次の一覧をすべての行にわたり、文言を一切変えずに再掲しなさい。ただし、画像は解答に含めないこと。
>>
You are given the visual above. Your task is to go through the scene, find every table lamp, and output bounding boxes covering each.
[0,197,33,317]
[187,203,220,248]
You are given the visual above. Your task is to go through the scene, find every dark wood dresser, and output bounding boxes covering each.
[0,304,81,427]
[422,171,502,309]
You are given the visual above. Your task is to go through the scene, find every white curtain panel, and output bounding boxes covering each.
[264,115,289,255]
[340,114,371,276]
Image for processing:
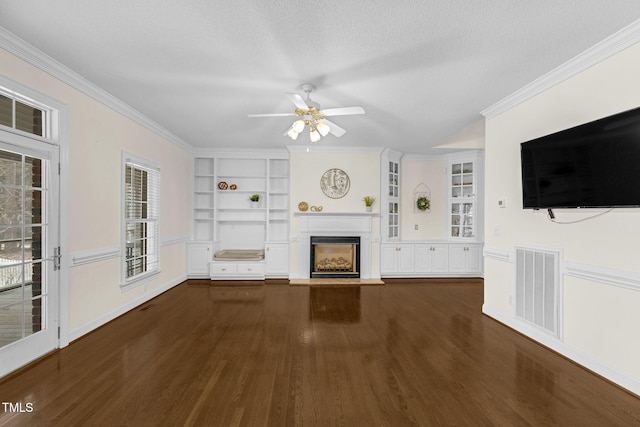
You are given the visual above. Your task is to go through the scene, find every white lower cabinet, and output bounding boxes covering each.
[414,244,449,273]
[380,243,414,274]
[187,242,213,277]
[449,243,482,273]
[380,241,483,277]
[264,243,289,277]
[209,261,264,280]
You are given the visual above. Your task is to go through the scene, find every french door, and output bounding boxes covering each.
[0,140,60,377]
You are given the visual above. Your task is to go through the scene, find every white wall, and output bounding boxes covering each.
[484,40,640,393]
[0,49,193,339]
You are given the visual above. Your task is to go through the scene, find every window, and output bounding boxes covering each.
[122,154,160,287]
[0,88,47,136]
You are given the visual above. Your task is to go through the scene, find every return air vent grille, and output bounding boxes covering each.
[516,247,560,336]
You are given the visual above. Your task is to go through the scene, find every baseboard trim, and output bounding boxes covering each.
[482,304,640,397]
[68,274,187,342]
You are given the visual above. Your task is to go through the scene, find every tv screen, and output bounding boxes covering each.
[520,108,640,209]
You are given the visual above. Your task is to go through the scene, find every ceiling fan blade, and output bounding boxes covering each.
[320,119,347,138]
[321,107,364,117]
[287,92,309,110]
[247,113,295,117]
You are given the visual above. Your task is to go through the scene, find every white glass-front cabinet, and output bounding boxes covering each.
[380,149,402,241]
[448,157,482,241]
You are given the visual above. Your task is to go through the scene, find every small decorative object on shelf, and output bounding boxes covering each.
[416,196,431,212]
[320,168,351,199]
[362,196,376,212]
[413,183,431,213]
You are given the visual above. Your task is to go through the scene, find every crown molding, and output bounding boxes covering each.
[480,20,640,119]
[191,147,289,159]
[287,145,384,155]
[0,27,193,152]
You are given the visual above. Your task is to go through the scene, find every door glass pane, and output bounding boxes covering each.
[0,95,13,127]
[0,151,47,346]
[16,101,44,136]
[0,151,22,185]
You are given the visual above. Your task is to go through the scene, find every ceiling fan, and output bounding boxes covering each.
[249,83,364,142]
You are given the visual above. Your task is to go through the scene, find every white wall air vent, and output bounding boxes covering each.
[515,247,561,337]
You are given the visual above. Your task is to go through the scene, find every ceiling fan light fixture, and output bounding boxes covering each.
[309,127,322,142]
[291,119,304,133]
[316,122,330,136]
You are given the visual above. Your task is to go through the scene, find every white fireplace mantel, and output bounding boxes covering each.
[294,212,378,279]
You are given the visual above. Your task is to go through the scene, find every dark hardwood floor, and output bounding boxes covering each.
[0,280,640,427]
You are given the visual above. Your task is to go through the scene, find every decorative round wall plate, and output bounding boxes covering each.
[320,168,351,199]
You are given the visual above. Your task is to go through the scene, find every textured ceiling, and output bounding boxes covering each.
[0,0,640,154]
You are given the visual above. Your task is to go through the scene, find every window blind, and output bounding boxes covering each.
[124,160,160,281]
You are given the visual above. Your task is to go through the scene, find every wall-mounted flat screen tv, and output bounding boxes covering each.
[520,108,640,209]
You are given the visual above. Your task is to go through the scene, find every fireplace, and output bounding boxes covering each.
[309,236,360,278]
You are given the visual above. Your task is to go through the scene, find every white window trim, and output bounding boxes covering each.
[120,151,162,291]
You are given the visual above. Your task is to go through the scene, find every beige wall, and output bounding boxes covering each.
[485,41,640,385]
[0,50,193,338]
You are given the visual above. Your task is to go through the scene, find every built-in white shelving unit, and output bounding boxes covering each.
[188,152,290,279]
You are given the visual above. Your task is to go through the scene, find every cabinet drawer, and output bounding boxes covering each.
[209,262,237,276]
[237,263,264,276]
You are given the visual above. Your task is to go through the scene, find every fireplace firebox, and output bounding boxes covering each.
[309,236,360,278]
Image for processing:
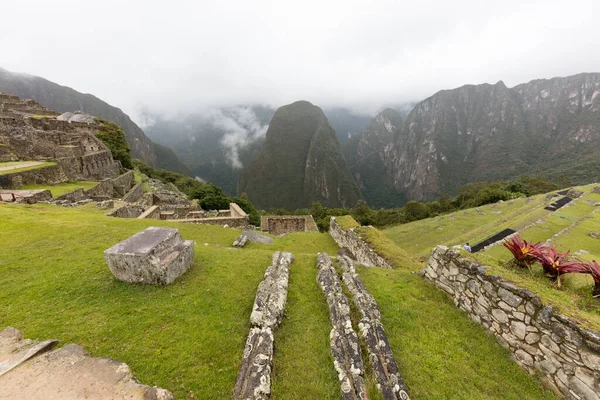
<<
解答 |
You are given the visual above. Your task is to go through the scene, find every table lamp, and output bounding boxes covering each.
[0,197,33,317]
[187,203,220,248]
You are given the visual above. Your task is to go through the scene, find every dark wood dresser, and output bounding boxes covering each.
[0,304,81,427]
[422,171,502,309]
You are given the visual above. Your task is to go through the scene, find every white curtain panel, and output bounding boxes covering each.
[264,115,289,255]
[340,114,371,276]
Image for processing:
You are given the visual above. Your task is to go through the scene, find every white lower cabinet, and output bounding boxes covering each.
[414,244,449,273]
[380,243,414,274]
[187,242,213,277]
[449,243,482,273]
[380,241,483,277]
[264,243,289,277]
[209,261,264,280]
You are given the visual above. Your task is to go through the scene, find every french door, and output bounding boxes covering each.
[0,140,60,377]
You are given the visual above. Your task is to go through the scene, find every white wall, and output bounding boxes covering each.
[484,40,640,393]
[0,49,193,339]
You are given the visual above. Your task is to go through the scene, find every window, and output bounding boxes covering each.
[122,154,160,287]
[0,88,47,136]
You are given the visual above. Your task is to go through the scene, find every return air vent grille, and output bounding boxes covering each.
[516,247,560,336]
You are given the visual above. Your task is to go through the scene, find every baseboard trim, and output bounding boxes covering each.
[482,304,640,397]
[68,274,187,342]
You are given the visual above. Your task is to go through the scene, find every tv screen, and output bounding boxes covering each.
[520,108,640,209]
You are given the visual above. Your task is to go through the scene, find every ceiling fan blade, and output bounding boxes covering each.
[320,119,347,138]
[321,107,364,117]
[287,92,309,110]
[247,113,295,117]
You are given the visual above. Your task is to go through the scene, find every white glass-front cabinet, and output bounding boxes covering each.
[380,149,402,241]
[448,157,482,241]
You are given the visual above. Your task is to go through the scene, find every small decorative object on shelf, and output bounding boxes covering each.
[416,196,431,212]
[320,168,351,199]
[362,196,376,212]
[413,183,431,213]
You are given the visual above. Your task is to go through the scene, find every crown molding, and output bounding boxes covering each.
[480,20,640,119]
[191,147,289,159]
[287,145,384,155]
[0,27,193,152]
You are given the visual above. Your task is to go through the scene, find every door glass pane, and output bounding boxes covering each.
[0,95,13,127]
[0,151,47,346]
[16,101,44,136]
[0,151,22,185]
You are given the visual above. Your task is to go through the scene, find every ceiling fan, and output bounding boxes covering each.
[249,83,364,142]
You are given the visual above. Your task is to go through the scene, find every white wall air vent, and output bounding boxes covering each.
[515,247,561,337]
You are given the visual above. Your task is to go through the scene, find every ceiling fan light fixture, and output bounding boxes covering each.
[309,127,322,142]
[291,119,304,133]
[316,122,330,136]
You are given the visual above. Your task is to go through the scene, find every white fireplace mantel, and output bounding boxes covering each.
[294,212,378,279]
You are given the visual above. Your task is to go through the scene, find every dark hardwood floor, and output bounding boxes covering each.
[0,280,640,427]
You are given the visual above. Your task is to go through the scene, find every decorative round wall plate, and output bounding boxes covering each.
[320,168,351,199]
You are given the visual above. Your task is to go through the scene, find every textured ceiling, and output bounding boxes covering each.
[0,0,640,154]
You are given the visual above. Your task is to go through the scene, find every window blind, and output bounding boxes covering each.
[124,160,160,281]
You are given the visual above. Your task is to go through the scene, find every wall-mounted flat screen tv, and output bounding boxes covering each.
[520,108,640,209]
You are given the visual above. Your task is to go through the scene, find every fireplace, and output bounding boxes covering each.
[309,236,360,278]
You are given the visual above. Your task is to go through the scene, find every white window trim, and output bounding boxes covering each.
[120,151,162,291]
You are given the visual above. Your task is to go through the scene, find every beige wall, and output bounding boxes covering each.
[485,41,640,385]
[0,50,193,338]
You are given the visual above. Your task is to go through the scene, find every built-in white shelving unit, and output bounding boxes covering each.
[188,152,290,279]
You are given the visual above. Your task is to go through the scene, find every cabinet drawer, and output bounding boxes covering each.
[209,262,237,276]
[237,263,264,276]
You are given the visual above. Your task is to go through the scene, find every fireplace firebox, and output bounding boxes covering each.
[309,236,360,278]
Image for processing:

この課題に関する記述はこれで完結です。